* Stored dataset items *
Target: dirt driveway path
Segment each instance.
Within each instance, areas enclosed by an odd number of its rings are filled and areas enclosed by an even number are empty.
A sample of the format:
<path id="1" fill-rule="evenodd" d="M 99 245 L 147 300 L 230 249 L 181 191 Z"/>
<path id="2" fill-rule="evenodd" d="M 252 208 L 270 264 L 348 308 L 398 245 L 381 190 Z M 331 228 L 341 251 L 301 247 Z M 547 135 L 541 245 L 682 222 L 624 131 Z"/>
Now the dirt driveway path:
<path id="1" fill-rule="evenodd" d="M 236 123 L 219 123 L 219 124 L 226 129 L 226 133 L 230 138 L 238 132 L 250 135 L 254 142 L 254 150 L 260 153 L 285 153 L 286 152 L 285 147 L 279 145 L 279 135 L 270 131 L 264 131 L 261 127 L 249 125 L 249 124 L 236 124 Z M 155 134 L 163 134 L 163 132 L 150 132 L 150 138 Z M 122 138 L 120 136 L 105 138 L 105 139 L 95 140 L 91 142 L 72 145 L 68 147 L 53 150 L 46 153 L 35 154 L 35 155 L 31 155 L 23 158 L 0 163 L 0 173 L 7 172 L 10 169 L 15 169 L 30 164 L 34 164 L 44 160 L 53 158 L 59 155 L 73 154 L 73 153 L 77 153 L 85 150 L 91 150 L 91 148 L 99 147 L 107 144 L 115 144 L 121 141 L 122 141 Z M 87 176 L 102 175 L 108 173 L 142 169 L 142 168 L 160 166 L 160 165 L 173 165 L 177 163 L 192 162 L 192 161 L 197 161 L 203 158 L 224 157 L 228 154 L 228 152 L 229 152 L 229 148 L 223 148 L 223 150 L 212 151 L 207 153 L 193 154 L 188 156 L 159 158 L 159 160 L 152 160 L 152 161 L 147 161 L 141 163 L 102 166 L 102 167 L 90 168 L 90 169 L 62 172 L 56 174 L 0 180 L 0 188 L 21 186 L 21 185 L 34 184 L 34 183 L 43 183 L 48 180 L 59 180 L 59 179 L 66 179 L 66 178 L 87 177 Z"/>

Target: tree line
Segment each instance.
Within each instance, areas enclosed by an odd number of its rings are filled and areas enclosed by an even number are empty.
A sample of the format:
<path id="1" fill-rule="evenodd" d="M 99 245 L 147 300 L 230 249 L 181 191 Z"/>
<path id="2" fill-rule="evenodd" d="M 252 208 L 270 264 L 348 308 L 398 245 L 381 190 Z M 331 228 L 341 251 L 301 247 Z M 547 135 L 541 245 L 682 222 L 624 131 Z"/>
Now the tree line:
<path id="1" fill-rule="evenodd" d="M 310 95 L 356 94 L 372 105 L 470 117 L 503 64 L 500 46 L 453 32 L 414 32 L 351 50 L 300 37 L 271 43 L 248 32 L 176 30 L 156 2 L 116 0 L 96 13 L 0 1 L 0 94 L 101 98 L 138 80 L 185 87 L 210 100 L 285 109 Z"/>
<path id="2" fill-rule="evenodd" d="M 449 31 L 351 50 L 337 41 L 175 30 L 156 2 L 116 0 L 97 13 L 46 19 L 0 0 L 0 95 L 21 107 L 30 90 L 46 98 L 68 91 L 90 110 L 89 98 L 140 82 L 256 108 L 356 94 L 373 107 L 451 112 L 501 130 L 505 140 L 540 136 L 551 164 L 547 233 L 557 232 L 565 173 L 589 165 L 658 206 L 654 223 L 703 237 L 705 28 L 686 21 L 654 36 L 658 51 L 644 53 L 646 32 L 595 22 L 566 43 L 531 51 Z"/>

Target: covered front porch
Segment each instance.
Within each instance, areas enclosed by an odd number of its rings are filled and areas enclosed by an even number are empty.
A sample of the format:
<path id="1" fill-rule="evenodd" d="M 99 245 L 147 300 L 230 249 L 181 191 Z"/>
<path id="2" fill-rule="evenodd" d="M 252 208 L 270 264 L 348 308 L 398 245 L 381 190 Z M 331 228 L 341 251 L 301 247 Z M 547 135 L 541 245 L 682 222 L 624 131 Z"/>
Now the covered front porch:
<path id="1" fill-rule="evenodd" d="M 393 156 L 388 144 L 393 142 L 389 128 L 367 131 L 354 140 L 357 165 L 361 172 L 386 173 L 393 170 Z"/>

* Problem *
Select every line of the items above that contains the string "dirt", treating uppercase and lowercase letters as distinct.

* Solution *
Target: dirt driveway path
Now the dirt driveway path:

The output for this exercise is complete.